§ Required action:
What you return must match the data exactly, line for line.

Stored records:
_ _ _

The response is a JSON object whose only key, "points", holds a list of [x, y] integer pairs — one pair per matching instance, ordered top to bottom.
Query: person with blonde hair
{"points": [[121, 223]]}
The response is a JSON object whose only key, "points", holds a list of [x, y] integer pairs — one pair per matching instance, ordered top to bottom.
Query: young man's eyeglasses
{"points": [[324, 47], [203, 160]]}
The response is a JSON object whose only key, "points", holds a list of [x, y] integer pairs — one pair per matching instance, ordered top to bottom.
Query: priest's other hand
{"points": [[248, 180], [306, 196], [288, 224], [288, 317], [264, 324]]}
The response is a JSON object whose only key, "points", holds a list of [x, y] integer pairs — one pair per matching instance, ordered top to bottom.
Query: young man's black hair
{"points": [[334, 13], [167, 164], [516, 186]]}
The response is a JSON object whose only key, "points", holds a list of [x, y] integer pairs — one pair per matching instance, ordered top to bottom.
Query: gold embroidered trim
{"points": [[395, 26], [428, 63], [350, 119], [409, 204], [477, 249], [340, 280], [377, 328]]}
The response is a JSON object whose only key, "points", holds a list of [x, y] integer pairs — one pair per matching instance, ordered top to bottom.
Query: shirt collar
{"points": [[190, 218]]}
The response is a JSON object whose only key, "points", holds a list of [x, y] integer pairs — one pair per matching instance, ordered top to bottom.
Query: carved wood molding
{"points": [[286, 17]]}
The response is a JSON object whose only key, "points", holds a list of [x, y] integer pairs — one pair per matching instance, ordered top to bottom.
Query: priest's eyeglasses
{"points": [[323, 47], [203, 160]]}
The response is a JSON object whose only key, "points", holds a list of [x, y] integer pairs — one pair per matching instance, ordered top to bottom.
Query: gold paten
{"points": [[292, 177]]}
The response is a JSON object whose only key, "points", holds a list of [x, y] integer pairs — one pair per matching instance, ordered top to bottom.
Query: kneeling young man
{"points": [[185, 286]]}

_ _ _

§ Answer to this problem:
The response is a JSON object whose only key, "points", holds a list of [x, y] integer pairs — one pair per matching instance, ordered top to bottom.
Query: person with blonde hair
{"points": [[121, 223]]}
The response is a JSON object whose only key, "points", holds a list of [x, y] integer pairs — one pair per matching instance, ordered top to bottom.
Query: young man's eyeglasses
{"points": [[324, 47], [203, 160]]}
The response is a JSON object whose only key, "points", holds a list of [x, y] integer pairs — one pair per matching instance, ordered top to bottom.
Query: priest's other hand
{"points": [[248, 180], [306, 196], [288, 224], [288, 317], [264, 324]]}
The response is a JSON object whose only key, "points", holds a list of [x, y] integer pairs — one pair per matching instance, ordered top to bottom.
Query: young man's black hair
{"points": [[334, 13], [167, 164], [516, 186]]}
The response is a JSON object whose only key, "points", holds a list of [x, y] integer pairs — one pair per matching instance, ordered top to bottom.
Query: gold embroidered trim
{"points": [[395, 26], [428, 63], [350, 119], [409, 204], [477, 249], [340, 280], [377, 328]]}
The response is a JSON object whose only key, "points", holds a list of [x, y] integer pairs — one pair per matching instance, ordered top to bottom.
Query: shirt collar
{"points": [[190, 218]]}
The response is a JSON object whose only key, "points", holds a list of [x, y] integer pairs — one pair per matching instance, ordered top to bottom.
Query: carved wood molding
{"points": [[286, 17]]}
The response is a JSON object whose only key, "points", holds a list of [x, y] integer pairs — one pair per matching instance, ordered top to bottom.
Query: priest's eyeglasses
{"points": [[323, 47], [203, 160]]}
The response is a JSON object whose only key, "points", holds a list of [x, y] integer pairs — one pair per matching instance, ordered top to bottom.
Query: gold paten
{"points": [[292, 177]]}
The response is a JSON object whose only key, "points", holds a list of [x, y] integer pairs — one pair per matching instance, ordered top to bottom.
Query: kneeling young man
{"points": [[185, 286]]}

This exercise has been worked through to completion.